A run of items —
—————

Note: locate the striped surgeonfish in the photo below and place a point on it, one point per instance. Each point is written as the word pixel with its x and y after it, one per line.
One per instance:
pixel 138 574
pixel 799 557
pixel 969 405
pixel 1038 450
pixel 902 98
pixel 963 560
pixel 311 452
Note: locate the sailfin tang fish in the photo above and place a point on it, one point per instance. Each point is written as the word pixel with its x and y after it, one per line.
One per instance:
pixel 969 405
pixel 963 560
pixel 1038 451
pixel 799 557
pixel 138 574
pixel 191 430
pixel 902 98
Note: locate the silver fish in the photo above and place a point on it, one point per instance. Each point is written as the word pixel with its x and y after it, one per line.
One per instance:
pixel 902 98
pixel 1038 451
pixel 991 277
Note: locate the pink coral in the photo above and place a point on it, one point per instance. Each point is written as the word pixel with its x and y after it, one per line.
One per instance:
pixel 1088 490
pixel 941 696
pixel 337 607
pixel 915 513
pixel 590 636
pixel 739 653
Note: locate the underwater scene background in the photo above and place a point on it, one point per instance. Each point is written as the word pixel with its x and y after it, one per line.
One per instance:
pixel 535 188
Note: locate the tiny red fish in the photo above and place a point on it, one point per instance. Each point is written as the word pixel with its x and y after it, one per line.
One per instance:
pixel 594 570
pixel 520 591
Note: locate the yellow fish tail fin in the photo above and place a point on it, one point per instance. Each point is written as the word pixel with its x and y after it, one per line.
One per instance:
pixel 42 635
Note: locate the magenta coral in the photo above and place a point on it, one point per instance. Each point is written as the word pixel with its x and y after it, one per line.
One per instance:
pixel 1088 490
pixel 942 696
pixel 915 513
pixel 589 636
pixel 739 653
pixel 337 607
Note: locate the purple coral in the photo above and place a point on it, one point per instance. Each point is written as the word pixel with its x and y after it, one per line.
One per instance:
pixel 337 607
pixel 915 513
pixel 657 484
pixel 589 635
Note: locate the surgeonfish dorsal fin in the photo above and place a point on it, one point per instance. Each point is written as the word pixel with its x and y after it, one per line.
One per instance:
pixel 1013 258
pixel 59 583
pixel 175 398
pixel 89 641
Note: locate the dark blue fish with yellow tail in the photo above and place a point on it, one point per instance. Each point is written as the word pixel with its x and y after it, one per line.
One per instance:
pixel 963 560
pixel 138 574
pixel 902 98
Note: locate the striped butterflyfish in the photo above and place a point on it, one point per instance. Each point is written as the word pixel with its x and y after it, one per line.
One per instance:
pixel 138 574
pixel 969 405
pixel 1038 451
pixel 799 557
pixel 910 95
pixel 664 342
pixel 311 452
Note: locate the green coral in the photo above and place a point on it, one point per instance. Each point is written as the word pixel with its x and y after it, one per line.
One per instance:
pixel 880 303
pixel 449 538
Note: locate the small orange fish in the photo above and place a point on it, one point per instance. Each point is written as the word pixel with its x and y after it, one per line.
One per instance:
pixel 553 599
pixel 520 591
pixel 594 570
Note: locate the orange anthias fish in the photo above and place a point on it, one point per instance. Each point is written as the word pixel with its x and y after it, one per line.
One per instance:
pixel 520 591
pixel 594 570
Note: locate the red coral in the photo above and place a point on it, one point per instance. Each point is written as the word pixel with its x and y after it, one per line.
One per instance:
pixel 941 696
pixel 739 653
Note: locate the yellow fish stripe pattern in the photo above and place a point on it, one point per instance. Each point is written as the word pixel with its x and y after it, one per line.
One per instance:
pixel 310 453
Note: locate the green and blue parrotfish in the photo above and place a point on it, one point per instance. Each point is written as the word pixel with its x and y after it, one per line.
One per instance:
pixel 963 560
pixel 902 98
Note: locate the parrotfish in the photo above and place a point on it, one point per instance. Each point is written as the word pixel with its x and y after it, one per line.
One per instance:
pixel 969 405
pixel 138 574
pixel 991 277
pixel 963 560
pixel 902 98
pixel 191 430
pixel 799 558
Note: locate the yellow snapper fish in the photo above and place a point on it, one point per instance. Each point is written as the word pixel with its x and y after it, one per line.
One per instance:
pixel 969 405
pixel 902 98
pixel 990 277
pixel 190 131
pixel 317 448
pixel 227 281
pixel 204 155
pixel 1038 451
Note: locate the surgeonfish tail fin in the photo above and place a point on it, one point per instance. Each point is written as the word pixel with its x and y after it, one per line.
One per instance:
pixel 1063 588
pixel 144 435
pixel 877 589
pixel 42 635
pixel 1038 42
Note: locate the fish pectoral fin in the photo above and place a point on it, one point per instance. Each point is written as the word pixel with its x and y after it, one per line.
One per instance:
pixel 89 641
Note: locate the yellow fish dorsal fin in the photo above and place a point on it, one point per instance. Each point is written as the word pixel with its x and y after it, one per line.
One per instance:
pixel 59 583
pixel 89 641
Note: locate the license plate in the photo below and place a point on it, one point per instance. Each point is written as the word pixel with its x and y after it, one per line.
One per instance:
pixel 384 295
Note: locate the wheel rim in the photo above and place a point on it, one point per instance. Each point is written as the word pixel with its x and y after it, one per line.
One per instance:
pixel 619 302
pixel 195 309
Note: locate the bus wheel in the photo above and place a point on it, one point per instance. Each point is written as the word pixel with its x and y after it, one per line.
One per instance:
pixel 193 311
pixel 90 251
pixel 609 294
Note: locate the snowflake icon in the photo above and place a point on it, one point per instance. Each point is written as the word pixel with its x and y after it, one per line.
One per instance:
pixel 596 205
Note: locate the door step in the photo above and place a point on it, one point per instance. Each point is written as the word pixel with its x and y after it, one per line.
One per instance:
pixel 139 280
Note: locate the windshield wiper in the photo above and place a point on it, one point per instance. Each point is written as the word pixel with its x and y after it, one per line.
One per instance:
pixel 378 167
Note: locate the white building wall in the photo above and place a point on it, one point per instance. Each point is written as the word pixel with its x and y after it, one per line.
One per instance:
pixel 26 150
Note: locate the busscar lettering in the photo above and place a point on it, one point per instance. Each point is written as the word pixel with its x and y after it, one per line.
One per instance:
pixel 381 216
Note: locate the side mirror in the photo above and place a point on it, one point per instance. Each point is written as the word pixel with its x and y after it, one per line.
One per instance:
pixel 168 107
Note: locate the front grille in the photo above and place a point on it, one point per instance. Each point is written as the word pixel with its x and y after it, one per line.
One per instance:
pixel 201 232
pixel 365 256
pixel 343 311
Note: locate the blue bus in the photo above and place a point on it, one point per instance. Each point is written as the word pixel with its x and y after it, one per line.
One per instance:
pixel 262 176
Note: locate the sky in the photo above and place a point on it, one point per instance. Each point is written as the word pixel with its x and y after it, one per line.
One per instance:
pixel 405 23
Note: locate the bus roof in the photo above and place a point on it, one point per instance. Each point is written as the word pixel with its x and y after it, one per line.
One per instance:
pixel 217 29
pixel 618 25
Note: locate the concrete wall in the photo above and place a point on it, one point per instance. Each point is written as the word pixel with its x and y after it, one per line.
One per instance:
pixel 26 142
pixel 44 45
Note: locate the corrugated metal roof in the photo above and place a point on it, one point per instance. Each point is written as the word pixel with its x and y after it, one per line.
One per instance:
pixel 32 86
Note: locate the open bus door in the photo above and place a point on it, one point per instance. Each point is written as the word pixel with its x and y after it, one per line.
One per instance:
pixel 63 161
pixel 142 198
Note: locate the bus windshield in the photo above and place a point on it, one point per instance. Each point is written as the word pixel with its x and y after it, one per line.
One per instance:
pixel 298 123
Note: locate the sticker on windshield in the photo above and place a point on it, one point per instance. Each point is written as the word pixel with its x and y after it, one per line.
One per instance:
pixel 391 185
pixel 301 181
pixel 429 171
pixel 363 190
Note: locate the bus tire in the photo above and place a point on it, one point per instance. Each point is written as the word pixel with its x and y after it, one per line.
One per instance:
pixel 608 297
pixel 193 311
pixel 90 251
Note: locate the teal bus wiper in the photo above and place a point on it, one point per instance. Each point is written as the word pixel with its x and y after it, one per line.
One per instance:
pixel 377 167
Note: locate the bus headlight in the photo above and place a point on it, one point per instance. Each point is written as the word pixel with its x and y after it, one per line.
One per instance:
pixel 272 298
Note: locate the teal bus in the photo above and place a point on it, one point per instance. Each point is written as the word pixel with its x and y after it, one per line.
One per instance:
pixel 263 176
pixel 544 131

—————

TASK GOAL —
Turn the part of the items above that opens with the line containing "Note: locate the corrugated" and closes with the line containing "pixel 142 198" into a Markdown table with the columns No. and Line, one row per line and blank lines left out.

RESULT —
| No. | Line |
|---|---|
| 1 | Note: locate the corrugated metal roof in the photo above and place a point on it, one point per instance. Each point is written as the word pixel with its x and y after it, one per line. |
| 2 | One per instance: |
| 3 | pixel 32 86 |
| 4 | Note: locate the open bus door in the photo above and place a point on it, one point per instance. Each point is written as the word pixel with its x and y after it, one per line. |
| 5 | One per instance: |
| 6 | pixel 63 161 |
| 7 | pixel 142 198 |